--- DATA FOR REVIEW Enclosed Below ---

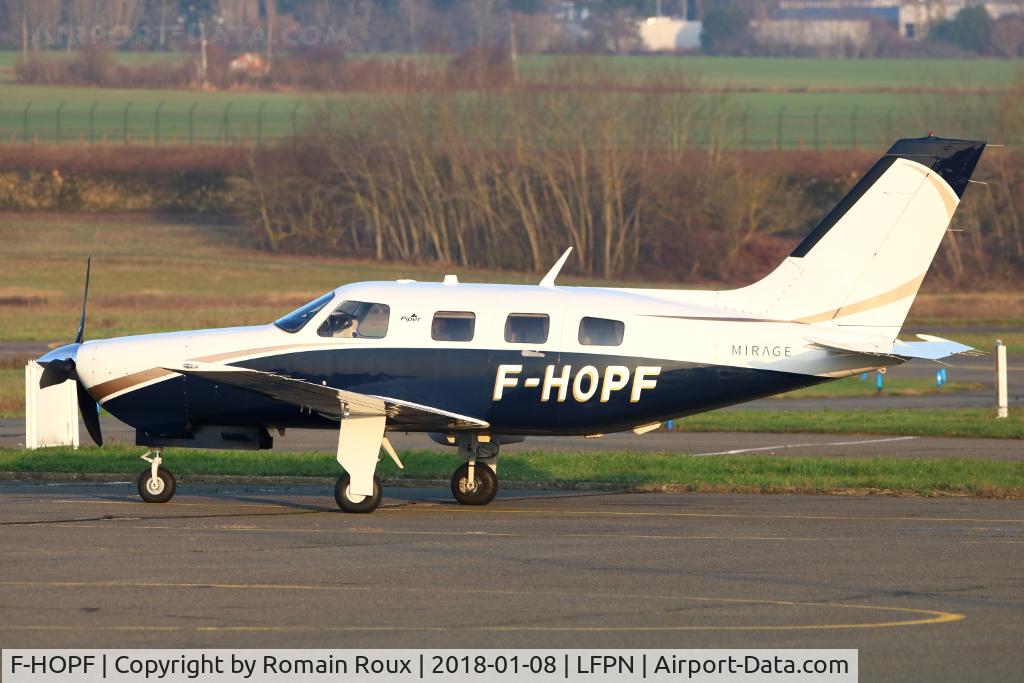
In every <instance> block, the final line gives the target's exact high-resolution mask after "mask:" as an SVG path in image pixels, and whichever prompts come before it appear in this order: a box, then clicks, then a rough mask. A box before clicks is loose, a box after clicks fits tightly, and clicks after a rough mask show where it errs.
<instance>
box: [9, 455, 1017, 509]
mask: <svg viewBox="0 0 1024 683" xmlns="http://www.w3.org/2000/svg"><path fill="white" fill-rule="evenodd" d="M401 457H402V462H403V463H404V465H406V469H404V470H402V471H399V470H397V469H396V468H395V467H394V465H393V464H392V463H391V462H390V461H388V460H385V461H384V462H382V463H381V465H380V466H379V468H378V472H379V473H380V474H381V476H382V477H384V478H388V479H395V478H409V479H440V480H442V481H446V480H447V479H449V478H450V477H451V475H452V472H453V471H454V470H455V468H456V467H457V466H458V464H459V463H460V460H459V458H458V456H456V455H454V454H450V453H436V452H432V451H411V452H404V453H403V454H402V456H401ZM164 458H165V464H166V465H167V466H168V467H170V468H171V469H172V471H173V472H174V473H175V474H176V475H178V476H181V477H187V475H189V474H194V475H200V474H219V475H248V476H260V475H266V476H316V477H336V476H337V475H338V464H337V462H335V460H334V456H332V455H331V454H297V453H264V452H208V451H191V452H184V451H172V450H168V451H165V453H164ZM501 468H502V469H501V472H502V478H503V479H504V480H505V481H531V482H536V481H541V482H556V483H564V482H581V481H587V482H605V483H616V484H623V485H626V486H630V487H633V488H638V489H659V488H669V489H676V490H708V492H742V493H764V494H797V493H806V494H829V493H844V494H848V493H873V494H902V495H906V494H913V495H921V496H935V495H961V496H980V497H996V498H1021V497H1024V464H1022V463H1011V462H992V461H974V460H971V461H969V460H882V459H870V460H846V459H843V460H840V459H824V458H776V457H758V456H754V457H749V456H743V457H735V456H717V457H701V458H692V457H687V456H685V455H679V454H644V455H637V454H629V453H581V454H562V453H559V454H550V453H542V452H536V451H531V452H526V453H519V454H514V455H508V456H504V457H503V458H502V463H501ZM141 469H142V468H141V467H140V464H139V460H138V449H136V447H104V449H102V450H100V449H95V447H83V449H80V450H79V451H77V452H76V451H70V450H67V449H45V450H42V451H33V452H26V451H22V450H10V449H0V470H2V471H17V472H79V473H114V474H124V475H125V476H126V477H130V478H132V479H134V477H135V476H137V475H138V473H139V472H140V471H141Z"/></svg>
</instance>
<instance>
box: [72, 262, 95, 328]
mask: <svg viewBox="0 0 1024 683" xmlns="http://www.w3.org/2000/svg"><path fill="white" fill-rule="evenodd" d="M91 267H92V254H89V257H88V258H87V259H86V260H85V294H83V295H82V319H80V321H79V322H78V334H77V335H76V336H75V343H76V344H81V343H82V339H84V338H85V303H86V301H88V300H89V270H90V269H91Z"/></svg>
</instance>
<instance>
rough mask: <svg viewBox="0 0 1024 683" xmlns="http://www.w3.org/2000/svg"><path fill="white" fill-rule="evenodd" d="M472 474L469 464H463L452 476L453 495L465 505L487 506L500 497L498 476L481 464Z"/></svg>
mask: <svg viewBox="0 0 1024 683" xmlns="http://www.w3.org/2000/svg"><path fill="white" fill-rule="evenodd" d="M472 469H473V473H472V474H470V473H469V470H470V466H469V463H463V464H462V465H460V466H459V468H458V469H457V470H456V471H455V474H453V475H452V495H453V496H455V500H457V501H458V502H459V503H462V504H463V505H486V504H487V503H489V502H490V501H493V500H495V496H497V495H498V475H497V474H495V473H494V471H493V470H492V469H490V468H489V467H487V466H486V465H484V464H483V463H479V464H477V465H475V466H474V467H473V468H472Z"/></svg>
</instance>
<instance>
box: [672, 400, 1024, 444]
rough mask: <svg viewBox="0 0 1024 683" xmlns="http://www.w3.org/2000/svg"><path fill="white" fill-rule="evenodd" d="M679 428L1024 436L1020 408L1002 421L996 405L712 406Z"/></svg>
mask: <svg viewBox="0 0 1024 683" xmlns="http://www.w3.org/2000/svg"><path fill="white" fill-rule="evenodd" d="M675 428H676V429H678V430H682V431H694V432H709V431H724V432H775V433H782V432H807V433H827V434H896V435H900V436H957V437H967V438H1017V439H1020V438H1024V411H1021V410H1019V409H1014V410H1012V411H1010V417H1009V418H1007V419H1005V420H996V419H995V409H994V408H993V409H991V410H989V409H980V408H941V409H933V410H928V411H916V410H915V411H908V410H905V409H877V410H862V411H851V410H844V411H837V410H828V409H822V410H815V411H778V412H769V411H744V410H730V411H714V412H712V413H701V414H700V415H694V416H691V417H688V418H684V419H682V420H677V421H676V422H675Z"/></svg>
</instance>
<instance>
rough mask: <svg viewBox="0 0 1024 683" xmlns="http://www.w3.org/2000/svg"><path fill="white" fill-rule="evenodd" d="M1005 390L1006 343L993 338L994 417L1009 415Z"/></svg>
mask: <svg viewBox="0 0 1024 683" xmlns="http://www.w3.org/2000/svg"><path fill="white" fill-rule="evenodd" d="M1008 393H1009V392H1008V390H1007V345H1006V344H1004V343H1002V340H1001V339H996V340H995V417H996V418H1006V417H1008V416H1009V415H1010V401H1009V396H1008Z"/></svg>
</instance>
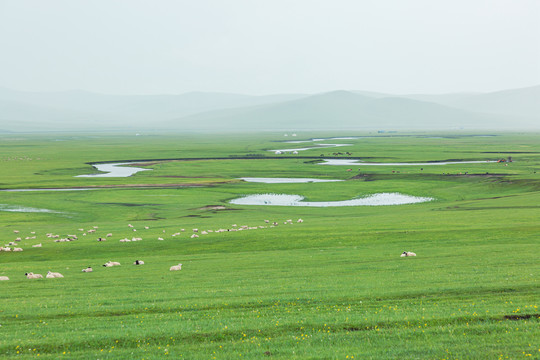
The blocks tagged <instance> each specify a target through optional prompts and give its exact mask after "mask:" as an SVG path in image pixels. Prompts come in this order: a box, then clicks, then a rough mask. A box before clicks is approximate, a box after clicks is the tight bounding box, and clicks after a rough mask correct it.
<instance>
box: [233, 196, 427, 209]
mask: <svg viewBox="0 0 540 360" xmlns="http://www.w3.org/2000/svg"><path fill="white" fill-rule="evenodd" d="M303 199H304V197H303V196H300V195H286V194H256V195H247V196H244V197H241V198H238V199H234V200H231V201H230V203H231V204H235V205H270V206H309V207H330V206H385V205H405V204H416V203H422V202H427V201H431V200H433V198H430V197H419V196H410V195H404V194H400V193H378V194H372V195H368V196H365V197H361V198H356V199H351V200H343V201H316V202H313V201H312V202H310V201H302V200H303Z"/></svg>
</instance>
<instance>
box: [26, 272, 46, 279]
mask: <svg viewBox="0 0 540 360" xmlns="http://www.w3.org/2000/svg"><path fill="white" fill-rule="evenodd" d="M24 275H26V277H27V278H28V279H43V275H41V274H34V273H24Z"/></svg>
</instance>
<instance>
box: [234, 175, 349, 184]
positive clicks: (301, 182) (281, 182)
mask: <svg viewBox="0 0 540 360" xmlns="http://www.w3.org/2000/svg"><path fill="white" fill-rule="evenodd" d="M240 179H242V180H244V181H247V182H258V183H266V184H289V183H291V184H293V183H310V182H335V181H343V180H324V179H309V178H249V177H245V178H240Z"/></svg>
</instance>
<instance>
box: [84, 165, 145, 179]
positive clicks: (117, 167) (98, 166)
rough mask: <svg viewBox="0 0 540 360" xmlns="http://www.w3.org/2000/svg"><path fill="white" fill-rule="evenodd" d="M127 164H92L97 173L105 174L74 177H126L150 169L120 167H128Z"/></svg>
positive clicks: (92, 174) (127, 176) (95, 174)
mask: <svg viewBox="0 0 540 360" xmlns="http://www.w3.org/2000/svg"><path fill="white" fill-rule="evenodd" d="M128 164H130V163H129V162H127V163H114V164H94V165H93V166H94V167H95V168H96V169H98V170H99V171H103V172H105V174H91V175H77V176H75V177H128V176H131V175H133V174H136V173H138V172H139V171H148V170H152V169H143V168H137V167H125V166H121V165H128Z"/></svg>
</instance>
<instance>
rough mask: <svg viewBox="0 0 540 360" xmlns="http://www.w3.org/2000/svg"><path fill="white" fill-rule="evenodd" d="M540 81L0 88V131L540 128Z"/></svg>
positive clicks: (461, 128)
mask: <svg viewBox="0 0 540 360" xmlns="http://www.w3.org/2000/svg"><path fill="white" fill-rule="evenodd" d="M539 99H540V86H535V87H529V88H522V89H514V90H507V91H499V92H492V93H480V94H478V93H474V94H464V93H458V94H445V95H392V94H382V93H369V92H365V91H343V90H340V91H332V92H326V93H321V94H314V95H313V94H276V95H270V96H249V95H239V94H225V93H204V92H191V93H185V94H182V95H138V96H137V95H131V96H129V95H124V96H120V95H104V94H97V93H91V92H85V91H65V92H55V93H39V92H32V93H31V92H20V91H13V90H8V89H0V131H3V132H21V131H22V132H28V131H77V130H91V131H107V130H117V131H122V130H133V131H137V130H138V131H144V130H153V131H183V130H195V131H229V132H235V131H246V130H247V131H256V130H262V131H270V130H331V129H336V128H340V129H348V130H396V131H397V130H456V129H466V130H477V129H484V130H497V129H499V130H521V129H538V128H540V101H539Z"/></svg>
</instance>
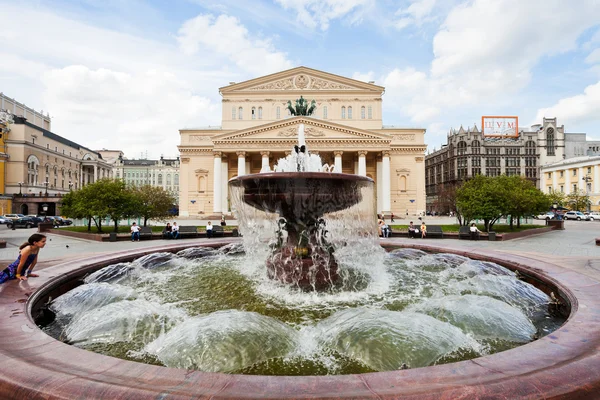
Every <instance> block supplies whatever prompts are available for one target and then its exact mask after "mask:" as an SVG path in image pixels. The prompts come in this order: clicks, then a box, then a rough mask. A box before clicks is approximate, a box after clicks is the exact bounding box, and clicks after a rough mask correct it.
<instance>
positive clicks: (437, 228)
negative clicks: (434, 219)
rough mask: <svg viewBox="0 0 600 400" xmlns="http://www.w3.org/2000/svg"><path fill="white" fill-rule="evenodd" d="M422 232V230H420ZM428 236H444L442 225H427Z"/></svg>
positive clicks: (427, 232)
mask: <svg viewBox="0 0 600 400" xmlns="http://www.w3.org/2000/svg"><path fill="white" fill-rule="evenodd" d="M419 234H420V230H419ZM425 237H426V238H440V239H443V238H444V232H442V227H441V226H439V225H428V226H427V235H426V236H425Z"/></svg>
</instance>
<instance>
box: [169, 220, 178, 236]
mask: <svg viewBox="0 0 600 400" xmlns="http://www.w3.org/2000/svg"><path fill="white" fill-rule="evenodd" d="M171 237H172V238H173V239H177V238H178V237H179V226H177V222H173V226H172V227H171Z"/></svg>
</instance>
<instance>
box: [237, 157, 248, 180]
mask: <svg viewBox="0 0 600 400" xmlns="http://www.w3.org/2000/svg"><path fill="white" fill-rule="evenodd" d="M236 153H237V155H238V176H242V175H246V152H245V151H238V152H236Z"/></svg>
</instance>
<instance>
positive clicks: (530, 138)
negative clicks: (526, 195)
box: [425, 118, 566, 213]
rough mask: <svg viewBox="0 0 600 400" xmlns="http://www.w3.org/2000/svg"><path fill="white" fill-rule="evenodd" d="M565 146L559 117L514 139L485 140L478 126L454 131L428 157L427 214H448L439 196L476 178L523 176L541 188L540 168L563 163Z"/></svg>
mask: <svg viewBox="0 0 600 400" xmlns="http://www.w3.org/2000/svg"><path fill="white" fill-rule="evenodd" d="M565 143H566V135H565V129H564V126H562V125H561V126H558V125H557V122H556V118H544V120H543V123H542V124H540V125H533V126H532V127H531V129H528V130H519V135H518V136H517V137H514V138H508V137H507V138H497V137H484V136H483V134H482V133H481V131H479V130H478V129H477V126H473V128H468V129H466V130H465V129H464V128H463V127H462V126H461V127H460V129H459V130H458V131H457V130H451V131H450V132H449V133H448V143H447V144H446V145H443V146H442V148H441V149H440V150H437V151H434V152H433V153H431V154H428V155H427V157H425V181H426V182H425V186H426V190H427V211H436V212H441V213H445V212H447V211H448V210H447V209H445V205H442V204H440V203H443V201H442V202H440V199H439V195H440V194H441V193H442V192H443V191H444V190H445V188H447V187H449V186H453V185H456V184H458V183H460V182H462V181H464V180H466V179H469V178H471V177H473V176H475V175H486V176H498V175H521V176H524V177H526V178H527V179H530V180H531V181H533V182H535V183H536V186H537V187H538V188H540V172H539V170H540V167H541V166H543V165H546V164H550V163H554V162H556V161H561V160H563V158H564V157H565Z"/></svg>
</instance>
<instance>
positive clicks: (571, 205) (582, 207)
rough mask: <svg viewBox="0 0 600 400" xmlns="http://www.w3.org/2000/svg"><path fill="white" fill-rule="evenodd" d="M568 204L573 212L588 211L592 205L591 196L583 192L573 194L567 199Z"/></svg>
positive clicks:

--- End of Enclosed DATA FOR REVIEW ---

- _ACTION ITEM_: List every line of the data that contains the string "after", matching case exactly.

- _WORKED SOLUTION_:
In every <instance> block, the final line gives the target's exact high-resolution mask after "mask:" as an SVG path in image pixels, and whichever prompts come before it appear in this order: a box, then clicks, then a rough mask. A box before clicks is loose, a box after clicks fits tightly, and clicks after a rough mask show where it errs.
The blocks tagged <instance> each specify a target through optional prompts and give its exact mask after "mask:" as an SVG path in image pixels. Prompts come in this order: a box, then clicks, then a rough mask. A box before clicks is approximate, a box after clicks is the tight bounding box, and clicks after a rough mask correct it.
Every <instance> block supplies whatever prompts are available for one target and then its exact mask after "mask:" as an SVG path in image pixels. The prompts come in this order: clicks, then a box, then a rough mask. A box before clicks is approximate, a box after clicks is the exact bounding box, and clicks after a rough mask correct it.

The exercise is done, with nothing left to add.